[start Available records]

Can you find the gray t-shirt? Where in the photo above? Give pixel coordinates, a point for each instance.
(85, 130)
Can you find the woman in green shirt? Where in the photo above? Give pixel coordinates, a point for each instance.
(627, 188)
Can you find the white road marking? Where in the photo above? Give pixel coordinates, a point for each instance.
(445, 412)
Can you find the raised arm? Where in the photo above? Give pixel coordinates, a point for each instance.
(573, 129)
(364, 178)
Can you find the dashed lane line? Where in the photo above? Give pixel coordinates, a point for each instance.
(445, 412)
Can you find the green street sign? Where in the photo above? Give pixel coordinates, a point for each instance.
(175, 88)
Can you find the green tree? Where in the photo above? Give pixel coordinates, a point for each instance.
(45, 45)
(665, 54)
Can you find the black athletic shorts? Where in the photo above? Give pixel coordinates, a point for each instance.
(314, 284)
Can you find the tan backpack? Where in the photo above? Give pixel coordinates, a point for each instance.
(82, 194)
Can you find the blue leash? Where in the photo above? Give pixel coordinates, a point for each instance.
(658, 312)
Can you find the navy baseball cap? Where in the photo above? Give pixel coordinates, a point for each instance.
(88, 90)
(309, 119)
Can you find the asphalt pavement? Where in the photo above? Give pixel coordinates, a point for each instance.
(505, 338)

[end Available records]

■ Exercise aim: Print all of the records above again, word for word and unchanged.

■ Answer to the task:
Can you find the gray t-shirt? Where in the photo above? Give pixel coordinates, a point for each instance.
(85, 130)
Can you find the woman in green shirt? Where in the photo above? Give pixel coordinates, a point for each instance.
(627, 188)
Can you find the white road marking? Where in the photo above? Give pixel coordinates, a point for each instance.
(445, 412)
Can you find the raised arm? Where in the photo above? Give pixel coordinates, a point for each instance.
(573, 129)
(364, 178)
Can you find the dashed lane line? Where in the photo above? Give pixel coordinates, a point for each instance.
(445, 412)
Can you find the green street sign? Where in the photo above? Give pixel coordinates, a point for each instance.
(175, 88)
Can you find the green tree? Where in the photo above? Give pixel coordinates, a point for each instance.
(45, 45)
(665, 54)
Can you find the black athletic shorts? Where in the photo above? Give pixel coordinates, a point for each instance.
(314, 284)
Can you find the tan backpack? Where in the photo above? Give pixel coordinates, a point for each instance.
(82, 194)
Can you find the blue leash? Where in the photo above? Give pixel coordinates, a point for each instance.
(658, 312)
Can you find the navy baseball cap? Where in the photo above? Give pixel coordinates, a point for each instance.
(88, 90)
(309, 119)
Can you find the asphalt pavement? Where in the photo above? Give pixel coordinates, a point for each instance.
(505, 338)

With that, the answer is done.